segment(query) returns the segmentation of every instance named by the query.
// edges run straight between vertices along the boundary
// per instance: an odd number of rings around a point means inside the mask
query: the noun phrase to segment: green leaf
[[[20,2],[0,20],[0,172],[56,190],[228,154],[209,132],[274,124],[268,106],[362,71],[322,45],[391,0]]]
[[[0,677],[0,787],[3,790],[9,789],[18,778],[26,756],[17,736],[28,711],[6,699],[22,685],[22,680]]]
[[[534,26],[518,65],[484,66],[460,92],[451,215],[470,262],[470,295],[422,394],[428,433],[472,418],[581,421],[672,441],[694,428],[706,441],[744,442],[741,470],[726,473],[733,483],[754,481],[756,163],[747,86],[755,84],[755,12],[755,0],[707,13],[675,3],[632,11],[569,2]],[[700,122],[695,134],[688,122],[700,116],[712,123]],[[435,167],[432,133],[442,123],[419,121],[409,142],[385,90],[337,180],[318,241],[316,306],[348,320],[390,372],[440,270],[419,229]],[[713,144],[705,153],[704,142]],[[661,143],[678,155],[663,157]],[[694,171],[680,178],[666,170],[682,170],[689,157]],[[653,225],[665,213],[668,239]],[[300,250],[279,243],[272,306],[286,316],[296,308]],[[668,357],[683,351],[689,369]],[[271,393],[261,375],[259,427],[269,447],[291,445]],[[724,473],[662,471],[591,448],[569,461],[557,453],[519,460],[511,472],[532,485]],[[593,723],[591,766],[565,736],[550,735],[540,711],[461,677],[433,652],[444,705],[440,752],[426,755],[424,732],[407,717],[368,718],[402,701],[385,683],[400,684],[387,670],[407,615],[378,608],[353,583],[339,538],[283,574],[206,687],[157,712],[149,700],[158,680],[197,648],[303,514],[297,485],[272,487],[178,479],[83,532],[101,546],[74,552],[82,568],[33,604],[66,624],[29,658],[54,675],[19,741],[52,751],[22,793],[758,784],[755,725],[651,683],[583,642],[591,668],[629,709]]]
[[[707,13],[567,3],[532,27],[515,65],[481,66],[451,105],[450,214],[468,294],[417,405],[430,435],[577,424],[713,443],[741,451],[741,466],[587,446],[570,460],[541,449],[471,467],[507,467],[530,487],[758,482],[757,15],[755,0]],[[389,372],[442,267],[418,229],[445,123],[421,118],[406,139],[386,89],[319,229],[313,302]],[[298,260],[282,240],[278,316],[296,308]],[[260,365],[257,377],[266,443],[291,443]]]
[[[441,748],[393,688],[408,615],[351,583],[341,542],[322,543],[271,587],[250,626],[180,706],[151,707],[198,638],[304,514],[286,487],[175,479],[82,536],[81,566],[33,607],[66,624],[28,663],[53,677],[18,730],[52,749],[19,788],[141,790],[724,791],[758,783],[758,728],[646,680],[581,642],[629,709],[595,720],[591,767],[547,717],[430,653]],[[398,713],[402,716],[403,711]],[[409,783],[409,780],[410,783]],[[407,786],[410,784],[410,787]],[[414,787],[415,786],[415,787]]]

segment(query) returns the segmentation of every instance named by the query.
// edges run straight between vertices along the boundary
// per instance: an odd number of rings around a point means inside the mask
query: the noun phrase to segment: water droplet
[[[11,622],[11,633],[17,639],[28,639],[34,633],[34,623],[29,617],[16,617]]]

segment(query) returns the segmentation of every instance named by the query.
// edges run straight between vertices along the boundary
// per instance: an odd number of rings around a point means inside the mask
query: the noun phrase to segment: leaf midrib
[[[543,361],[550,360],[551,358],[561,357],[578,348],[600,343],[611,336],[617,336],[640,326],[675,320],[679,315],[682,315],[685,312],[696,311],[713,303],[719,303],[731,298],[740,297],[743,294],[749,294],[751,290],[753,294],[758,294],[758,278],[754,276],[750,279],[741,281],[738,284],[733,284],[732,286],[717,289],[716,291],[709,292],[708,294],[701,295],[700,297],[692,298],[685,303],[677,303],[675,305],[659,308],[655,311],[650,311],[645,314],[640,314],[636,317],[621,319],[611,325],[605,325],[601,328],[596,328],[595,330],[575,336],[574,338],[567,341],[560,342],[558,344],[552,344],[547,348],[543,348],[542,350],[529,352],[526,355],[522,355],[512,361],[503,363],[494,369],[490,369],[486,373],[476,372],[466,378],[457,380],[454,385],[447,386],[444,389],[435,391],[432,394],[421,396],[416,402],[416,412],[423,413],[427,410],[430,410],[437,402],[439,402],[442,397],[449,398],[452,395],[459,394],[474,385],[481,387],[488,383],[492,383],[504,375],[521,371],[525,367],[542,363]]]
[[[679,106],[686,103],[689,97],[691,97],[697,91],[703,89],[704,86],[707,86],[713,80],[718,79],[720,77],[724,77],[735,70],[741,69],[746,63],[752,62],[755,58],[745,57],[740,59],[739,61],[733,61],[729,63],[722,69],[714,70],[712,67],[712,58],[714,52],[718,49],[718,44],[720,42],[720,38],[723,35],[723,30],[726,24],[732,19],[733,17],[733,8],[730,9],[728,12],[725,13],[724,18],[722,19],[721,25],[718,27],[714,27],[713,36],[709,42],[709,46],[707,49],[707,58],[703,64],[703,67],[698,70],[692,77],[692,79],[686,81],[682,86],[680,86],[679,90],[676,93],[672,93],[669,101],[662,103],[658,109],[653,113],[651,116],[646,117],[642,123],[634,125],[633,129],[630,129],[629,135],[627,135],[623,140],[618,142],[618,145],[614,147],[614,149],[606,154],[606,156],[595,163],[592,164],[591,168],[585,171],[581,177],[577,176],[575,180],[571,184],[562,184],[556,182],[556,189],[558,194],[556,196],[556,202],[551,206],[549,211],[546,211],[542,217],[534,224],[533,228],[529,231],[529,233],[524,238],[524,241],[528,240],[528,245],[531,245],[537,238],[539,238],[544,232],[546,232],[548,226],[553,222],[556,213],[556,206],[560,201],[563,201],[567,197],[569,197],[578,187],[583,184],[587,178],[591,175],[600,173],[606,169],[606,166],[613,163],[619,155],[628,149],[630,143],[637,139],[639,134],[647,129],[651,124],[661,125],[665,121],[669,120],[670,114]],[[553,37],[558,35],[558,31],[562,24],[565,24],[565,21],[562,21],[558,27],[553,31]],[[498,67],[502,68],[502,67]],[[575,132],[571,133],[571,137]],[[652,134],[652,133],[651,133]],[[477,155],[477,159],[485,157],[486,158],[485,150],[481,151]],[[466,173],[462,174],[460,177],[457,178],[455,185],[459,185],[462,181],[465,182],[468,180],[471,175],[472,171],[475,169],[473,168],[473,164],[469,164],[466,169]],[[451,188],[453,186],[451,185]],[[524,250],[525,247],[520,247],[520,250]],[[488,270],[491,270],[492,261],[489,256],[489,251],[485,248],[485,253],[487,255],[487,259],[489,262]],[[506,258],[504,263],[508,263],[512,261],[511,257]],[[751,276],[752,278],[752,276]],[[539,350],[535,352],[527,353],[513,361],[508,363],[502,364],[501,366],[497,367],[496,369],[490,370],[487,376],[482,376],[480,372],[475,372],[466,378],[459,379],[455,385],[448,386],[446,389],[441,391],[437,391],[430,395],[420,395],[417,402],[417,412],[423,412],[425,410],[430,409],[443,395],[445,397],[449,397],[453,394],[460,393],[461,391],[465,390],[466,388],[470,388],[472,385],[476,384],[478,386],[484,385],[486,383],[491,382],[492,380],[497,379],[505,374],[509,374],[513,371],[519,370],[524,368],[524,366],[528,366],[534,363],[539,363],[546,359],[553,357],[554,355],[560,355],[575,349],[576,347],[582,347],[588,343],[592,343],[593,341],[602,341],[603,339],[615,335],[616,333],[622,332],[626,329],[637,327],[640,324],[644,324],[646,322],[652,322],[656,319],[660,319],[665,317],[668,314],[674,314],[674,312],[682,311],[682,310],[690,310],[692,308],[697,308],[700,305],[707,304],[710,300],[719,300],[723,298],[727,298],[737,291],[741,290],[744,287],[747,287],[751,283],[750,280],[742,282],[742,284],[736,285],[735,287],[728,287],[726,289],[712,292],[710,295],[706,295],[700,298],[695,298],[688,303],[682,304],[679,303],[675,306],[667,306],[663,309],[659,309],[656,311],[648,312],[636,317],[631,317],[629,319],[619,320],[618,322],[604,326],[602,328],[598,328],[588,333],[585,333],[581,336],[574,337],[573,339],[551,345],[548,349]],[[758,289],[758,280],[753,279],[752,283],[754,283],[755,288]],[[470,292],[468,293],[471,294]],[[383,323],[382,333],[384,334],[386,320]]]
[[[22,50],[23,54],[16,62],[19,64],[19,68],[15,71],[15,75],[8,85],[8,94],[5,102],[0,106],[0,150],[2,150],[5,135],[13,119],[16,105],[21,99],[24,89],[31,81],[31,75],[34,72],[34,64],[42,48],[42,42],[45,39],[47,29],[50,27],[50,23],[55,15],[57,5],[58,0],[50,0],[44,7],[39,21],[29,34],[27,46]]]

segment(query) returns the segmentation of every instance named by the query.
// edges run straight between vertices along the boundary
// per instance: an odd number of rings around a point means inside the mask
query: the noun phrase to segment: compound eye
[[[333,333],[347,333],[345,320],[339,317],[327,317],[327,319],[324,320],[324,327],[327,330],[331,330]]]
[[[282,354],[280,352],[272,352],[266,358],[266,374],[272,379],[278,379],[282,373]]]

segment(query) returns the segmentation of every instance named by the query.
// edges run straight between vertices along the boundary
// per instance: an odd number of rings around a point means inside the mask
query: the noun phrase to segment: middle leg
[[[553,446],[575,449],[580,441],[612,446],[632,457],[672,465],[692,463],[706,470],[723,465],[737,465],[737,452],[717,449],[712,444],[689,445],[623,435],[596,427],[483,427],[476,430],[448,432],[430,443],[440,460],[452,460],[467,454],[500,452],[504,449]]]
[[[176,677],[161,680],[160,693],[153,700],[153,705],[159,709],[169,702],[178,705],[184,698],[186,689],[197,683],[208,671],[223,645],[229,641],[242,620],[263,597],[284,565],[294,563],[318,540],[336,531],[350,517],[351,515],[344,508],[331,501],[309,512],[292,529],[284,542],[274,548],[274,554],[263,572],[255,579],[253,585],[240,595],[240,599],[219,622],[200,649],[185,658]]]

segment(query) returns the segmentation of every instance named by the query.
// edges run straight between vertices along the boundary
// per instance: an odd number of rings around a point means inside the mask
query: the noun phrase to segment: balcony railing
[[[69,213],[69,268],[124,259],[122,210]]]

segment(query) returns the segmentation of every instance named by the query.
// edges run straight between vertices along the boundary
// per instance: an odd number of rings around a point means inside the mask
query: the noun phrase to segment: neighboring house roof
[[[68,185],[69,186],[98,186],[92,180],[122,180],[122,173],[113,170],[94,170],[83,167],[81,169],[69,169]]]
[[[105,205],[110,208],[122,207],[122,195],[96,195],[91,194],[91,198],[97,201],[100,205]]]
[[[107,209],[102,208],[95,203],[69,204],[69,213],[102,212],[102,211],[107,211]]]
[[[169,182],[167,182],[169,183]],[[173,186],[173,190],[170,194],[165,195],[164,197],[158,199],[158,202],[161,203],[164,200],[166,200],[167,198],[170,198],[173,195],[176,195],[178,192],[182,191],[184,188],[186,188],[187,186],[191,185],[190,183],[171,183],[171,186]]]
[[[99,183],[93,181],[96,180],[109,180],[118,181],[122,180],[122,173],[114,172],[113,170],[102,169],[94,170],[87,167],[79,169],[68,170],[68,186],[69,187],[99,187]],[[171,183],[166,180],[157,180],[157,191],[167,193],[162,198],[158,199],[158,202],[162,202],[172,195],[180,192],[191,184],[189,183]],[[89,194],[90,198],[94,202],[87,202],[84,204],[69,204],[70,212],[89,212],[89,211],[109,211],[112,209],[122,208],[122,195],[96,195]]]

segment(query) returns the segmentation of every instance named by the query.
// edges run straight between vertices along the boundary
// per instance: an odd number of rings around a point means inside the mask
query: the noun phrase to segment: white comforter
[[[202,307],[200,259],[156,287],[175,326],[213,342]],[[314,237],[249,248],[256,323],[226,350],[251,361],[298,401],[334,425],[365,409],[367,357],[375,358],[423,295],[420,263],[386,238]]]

+++

**TASK INSTRUCTIONS:** The response should be an exact copy of the lines from the one with "query: the noun phrase to segment: white" through the end of the data, with no other text.

**ANSWER TO THIS TASK:**
query: the noun phrase to segment: white comforter
[[[202,307],[200,259],[156,287],[175,326],[213,342]],[[314,237],[249,248],[256,323],[226,350],[251,361],[298,401],[334,425],[365,409],[367,357],[375,358],[423,295],[420,263],[386,238]]]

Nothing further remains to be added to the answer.